- **AIM OF THE EXERCISE**
Line by line, retype the data exactly as it is given.

- **SUPPLIED ENTRIES**
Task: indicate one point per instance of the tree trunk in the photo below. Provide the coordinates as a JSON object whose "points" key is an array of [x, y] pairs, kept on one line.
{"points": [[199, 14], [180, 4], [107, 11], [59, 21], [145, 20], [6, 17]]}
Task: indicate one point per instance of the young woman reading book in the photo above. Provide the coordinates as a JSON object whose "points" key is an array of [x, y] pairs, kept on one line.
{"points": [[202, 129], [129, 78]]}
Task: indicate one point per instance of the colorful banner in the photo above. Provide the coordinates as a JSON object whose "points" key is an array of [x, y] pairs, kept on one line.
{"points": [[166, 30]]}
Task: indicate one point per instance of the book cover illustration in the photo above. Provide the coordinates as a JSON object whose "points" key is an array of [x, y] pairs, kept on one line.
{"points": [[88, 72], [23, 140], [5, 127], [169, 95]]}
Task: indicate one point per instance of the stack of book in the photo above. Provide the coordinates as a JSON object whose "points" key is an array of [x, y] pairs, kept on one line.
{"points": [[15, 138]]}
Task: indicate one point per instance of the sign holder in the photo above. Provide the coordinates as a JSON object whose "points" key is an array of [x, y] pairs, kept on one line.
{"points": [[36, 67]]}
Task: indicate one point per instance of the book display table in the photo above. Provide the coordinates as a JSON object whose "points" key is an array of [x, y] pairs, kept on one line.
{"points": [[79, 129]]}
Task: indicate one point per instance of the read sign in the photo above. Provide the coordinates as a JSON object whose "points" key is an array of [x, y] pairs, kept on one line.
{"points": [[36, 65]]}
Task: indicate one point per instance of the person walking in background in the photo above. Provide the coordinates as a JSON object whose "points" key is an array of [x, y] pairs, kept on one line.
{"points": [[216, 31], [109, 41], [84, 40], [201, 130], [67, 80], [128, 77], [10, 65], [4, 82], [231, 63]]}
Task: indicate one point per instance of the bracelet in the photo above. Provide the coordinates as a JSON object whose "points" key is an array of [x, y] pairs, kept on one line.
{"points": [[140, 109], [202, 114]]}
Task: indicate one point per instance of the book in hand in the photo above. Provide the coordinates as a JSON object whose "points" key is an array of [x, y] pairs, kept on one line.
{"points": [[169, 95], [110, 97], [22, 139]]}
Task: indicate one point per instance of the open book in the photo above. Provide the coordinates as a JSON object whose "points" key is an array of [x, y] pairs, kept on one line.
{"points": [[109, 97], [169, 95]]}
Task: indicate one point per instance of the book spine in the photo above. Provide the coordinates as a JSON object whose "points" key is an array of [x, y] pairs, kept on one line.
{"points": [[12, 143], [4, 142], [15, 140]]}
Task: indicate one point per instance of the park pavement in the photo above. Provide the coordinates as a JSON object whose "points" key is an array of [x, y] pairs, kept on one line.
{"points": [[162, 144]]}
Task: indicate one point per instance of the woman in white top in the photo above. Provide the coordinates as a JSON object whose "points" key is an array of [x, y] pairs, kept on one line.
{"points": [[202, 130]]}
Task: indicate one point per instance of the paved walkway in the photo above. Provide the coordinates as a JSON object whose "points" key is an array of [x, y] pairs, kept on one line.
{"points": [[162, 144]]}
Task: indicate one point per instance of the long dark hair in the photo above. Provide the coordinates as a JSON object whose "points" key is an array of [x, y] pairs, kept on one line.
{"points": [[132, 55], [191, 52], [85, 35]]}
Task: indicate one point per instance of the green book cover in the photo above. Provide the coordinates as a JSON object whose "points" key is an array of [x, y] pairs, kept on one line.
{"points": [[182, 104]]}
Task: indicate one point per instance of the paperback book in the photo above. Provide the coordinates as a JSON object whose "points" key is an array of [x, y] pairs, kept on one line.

- **YOUR SOLUTION**
Task: indicate one point per instance of the tree trunk in the photo below. Provide the coordinates as a JSON object whose "points" key is an array of [x, y] pairs, kept on one line.
{"points": [[199, 14], [180, 4], [107, 11], [59, 21], [145, 20], [6, 17]]}
Task: indicate one point per instance of the young woman reading book in the photo above. Provide the coordinates as a JSON object whose "points" key is an array of [x, y] pairs, kept on one line.
{"points": [[202, 129], [129, 78]]}
Task: indicate one point per instance of the colorful banner in the photo above. Provide the coordinates as a JSON object whose "points" key is an array of [x, y] pairs, kept on one line.
{"points": [[166, 30]]}
Task: indicate one point per instance of the book cover illustration in the photo above. Provide the coordinates as a JSON object whose "points" key is an array of [x, y] pairs, kept on one line.
{"points": [[88, 72], [23, 140], [5, 127], [169, 95]]}
Task: indicate one point per instance of the stack of book in the photo above. Provide the coordinates as a JSON object whose "points" key is an array of [x, y] pairs, kept on one line.
{"points": [[15, 138]]}
Task: indicate one point per instance of the sign holder in the photo above. Provide the coordinates as a JSON object whose "points" key is an array of [x, y] pairs, kept on one line.
{"points": [[36, 67]]}
Task: indicate one point per instance of the book display table in the photo above. Provide the coordinates as a JSON object whose "points" key is an array of [x, y] pairs, kept on one line.
{"points": [[79, 129]]}
Task: indicate one point per instance of the read sign in the photo above. Provide the coordinates as a JSON object whose "points" key is an array of [x, y] pairs, kept on one line.
{"points": [[36, 65]]}
Task: indicate one point per instance of the person walking in background in the photo above. Provide the coordinates as a JSON object whose "points" key is an array of [x, y] pairs, kept on one line.
{"points": [[216, 31], [109, 41], [84, 40], [201, 130], [67, 80], [128, 77], [10, 65], [4, 82], [231, 63]]}
Task: indicate one point per instance of the bracelet in the photo above. Provide the coordinates as a JSON object whose "points" key is an array of [x, y] pairs, kept on one line.
{"points": [[140, 109], [202, 114]]}
Task: indicate one point per instance of the book in hand in the photo above. Provide the coordinates as a JSON object whose "points" key is an array of [x, y] pairs, kept on one line.
{"points": [[169, 95], [110, 97], [22, 139]]}
Task: indicate one point per instance of the open book in the photo above. Provide the coordinates as a JSON object whose "points" key is an array of [x, y] pairs, kept on one line.
{"points": [[109, 97], [169, 95]]}
Task: indicate one point per instance of the book spine in the photo above. Provide the coordinates as a JSON object whose "points" key is an array of [x, y] pairs, kept on one line.
{"points": [[12, 143], [4, 142], [15, 140]]}
Task: indicate one point per instance of the park pavement in the photo above. Provide the coordinates as a JSON object whose "points" key is an array of [x, y] pairs, kept on one line.
{"points": [[162, 144]]}
Task: indicate one point per instance of the woman in white top in the photo above. Provide the coordinates as a JSON object whose "points" key is an array of [x, y] pairs, kept on one line.
{"points": [[202, 130]]}
Task: indicate one point per instance of the paved walkway in the photo above. Provide the coordinates as a JSON object whose "points" key is an array of [x, y] pairs, kept on one line.
{"points": [[162, 144]]}
Task: indicate one point per instance of the long dark hair in the photo above. Provide the coordinates as a JSON object whose "points" key is an array of [x, y] pairs, kept on one line.
{"points": [[132, 55], [191, 52], [85, 35]]}
Task: indicate one point per instance of the green book cover in the photo above. Provide the coordinates as a JSON object whose "points" key is an array of [x, y] pairs, kept on one line.
{"points": [[182, 104]]}
Task: indicate one point per instance of the paperback book in the photo above. Provide the coordinates as a JSON object whose "points" key is an array of [x, y] pairs, kept on one line.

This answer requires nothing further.